### TASK BRIEF
Can you swap "bacon bit" for "crouton" in the data below and write all of the data out again with nothing else changed?

[Dataset records]
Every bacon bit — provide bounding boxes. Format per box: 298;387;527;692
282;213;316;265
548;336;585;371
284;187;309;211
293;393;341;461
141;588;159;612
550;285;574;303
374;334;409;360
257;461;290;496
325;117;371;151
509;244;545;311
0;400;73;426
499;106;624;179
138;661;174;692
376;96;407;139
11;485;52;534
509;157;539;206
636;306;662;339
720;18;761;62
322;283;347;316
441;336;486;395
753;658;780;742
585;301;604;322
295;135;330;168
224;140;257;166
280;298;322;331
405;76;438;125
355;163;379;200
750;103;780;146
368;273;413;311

### THE REPLY
Every crouton — provide bounding boxes. Format per box: 298;387;527;692
282;213;316;265
548;336;585;371
284;187;309;211
293;393;341;461
141;588;159;612
550;285;574;303
374;334;409;360
257;461;290;496
325;117;371;151
509;244;545;311
0;400;73;426
499;106;624;179
138;661;174;692
376;96;407;139
11;485;52;534
509;157;539;206
636;306;662;339
720;18;761;62
322;283;347;316
441;336;486;395
753;658;780;742
585;301;604;322
295;135;330;168
224;140;257;166
280;298;322;331
405;76;438;125
355;163;379;200
750;103;780;146
368;273;413;311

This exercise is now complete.